COMMENT AVEZ-VOUS DÉCOUVERT VOTRE MALADIE ?
Un matin, je me suis levée et je ne sentais plus mon corps, comme si j’étais dans un collant trop serré. À cette période, en 2019, ma maman devait se faire opérer, je n’ai donc pas priorisé un rendez-vous chez le médecin. Mais après quelques jours, le processus a gagné de la surface. J’ai donc consulté et les examens ont révélé un cavernome, c’est-à-dire une tumeur vasculaire sur la moëlle épinière, en raison d’une maladie génétique.
Les médecins ont mis du temps avant de se décider à m’opérer en raison du risque de paralysie. Risque que je courais également sans opération, du fait de la compression opérée par la tumeur sur ma moëlle. J’ai fait le choix de l’opération, mais j’en suis sortie déficitaire car j’ai développé des troubles sensitifs particulièrement importants : j’ai été atteinte de troubles de la proprioception. Je ne savais plus où était mon corps. Mon schéma corporel était détruit. J’ai fait 3 mois de rééducation en centre et 2 ans en libéral. J’ai aussi été suivie par un ergothérapeute et un psychothérapeute. Je suis restée 2 ans chez moi à m’ennuyer, à déprimer en raison des douleurs neuropathiques associées, qui m’ont parfois fait penser au suicide. J’ai vraiment sombré.

◆ **Tâches et exercices**:
1) Dans le témoignage sur la découverte d'une maladie :
(a) En quelle année se situe le matin où le corps n'était plus ressenti ?
(b) Qu'ont révélé les examens ?
(c) Combien de temps a duré la rééducation en centre ?
2) Pouvez-vous restituer mot pour mot le passage du témoignage qui commence par les mots « COMMENT AVEZ-VOUS DÉCOUVERT » et se termine par « d’une maladie génétique. » ?
Les items ne se rapportent pas au témoignage et forment un matériau distinct.

◆ **Informations extraites**:
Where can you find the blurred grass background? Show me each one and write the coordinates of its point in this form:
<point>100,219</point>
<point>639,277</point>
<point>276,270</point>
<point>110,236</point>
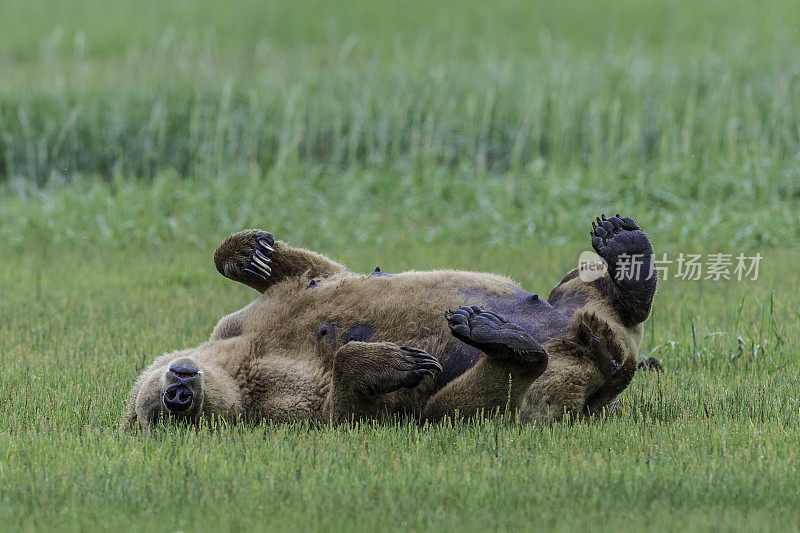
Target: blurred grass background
<point>134,136</point>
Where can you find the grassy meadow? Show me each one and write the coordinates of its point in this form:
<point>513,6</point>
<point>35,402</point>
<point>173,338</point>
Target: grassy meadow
<point>135,136</point>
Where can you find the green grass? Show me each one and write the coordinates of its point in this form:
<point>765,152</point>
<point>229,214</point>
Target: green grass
<point>135,136</point>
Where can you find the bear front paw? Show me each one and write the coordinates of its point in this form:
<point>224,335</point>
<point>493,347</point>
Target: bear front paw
<point>618,239</point>
<point>247,257</point>
<point>493,334</point>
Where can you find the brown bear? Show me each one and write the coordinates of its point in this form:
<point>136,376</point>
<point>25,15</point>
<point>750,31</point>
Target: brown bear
<point>325,343</point>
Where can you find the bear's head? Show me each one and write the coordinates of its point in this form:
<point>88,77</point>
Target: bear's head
<point>188,385</point>
<point>586,372</point>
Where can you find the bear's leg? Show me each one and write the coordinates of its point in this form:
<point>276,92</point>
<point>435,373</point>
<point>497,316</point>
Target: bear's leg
<point>629,255</point>
<point>499,380</point>
<point>255,258</point>
<point>363,371</point>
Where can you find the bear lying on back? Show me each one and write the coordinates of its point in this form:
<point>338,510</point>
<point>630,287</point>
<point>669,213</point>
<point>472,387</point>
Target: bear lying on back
<point>324,343</point>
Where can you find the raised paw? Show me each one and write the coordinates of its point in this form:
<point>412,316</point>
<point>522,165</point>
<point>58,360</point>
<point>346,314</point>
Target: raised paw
<point>619,240</point>
<point>412,365</point>
<point>247,257</point>
<point>493,334</point>
<point>651,363</point>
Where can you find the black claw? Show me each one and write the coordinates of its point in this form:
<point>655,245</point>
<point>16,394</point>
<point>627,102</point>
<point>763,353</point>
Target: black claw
<point>254,273</point>
<point>262,255</point>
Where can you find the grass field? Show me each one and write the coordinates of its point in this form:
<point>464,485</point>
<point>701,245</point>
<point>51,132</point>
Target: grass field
<point>135,136</point>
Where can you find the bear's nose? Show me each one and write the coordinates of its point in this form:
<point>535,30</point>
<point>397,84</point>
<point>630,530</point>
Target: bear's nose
<point>184,369</point>
<point>178,397</point>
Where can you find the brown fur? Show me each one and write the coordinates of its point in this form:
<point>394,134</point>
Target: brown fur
<point>273,359</point>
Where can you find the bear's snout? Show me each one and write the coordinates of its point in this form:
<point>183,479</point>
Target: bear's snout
<point>178,397</point>
<point>184,369</point>
<point>184,382</point>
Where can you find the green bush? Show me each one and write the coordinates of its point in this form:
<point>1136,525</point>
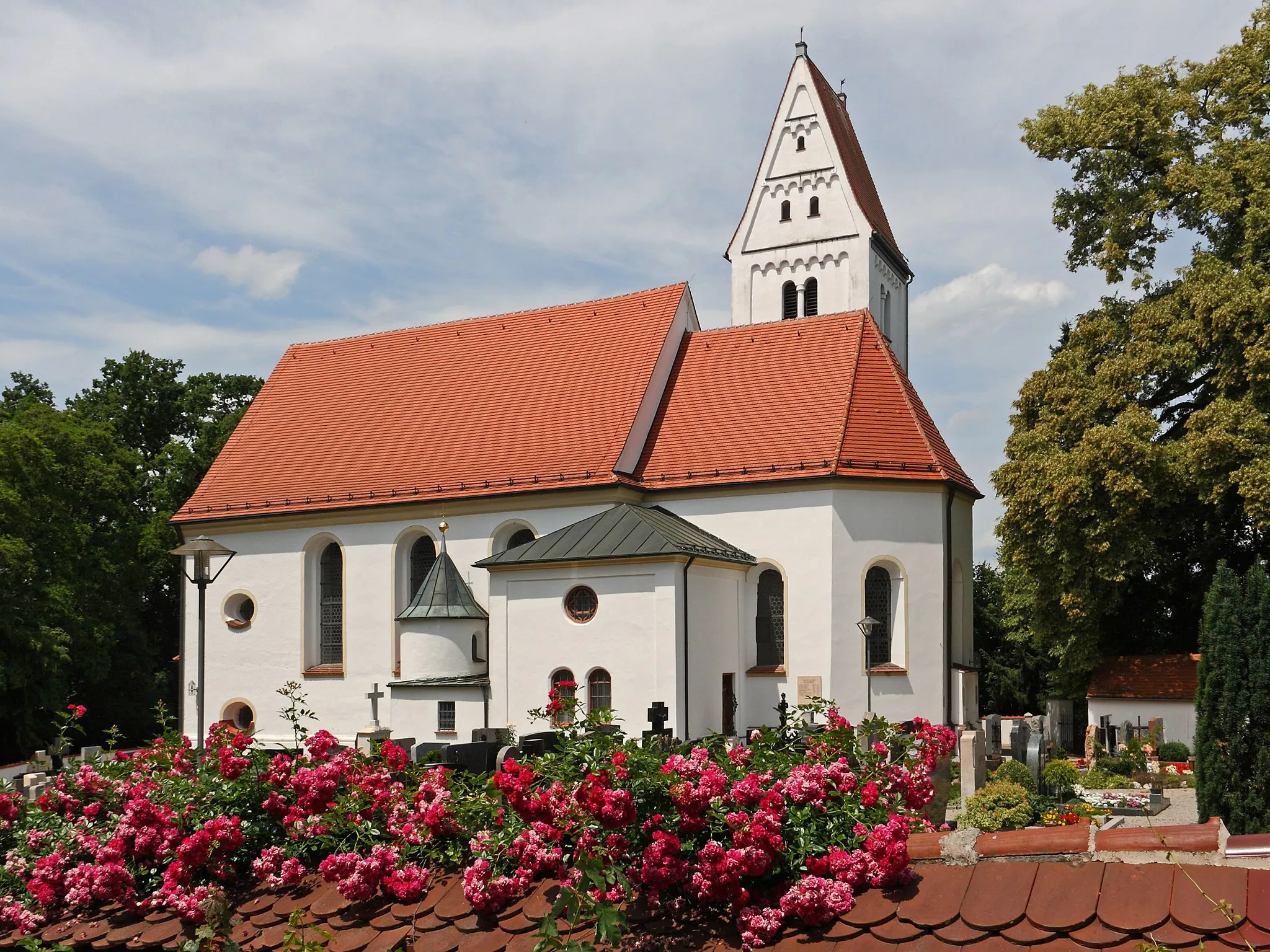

◆ **Réponses attendues**:
1)
(a) En 2019.
(b) Un cavernome, c'est-à-dire une tumeur vasculaire sur la moëlle épinière.
(c) 3 mois.

2)
COMMENT AVEZ-VOUS DÉCOUVERT VOTRE MALADIE ?
Un matin, je me suis levée et je ne sentais plus mon corps, comme si j’étais dans un collant trop serré. À cette période, en 2019, ma maman devait se faire opérer, je n’ai donc pas priorisé un rendez-vous chez le médecin. Mais après quelques jours, le processus a gagné de la surface. J’ai donc consulté et les examens ont révélé un cavernome, c’est-à-dire une tumeur vasculaire sur la moëlle épinière, en raison d’une maladie génétique.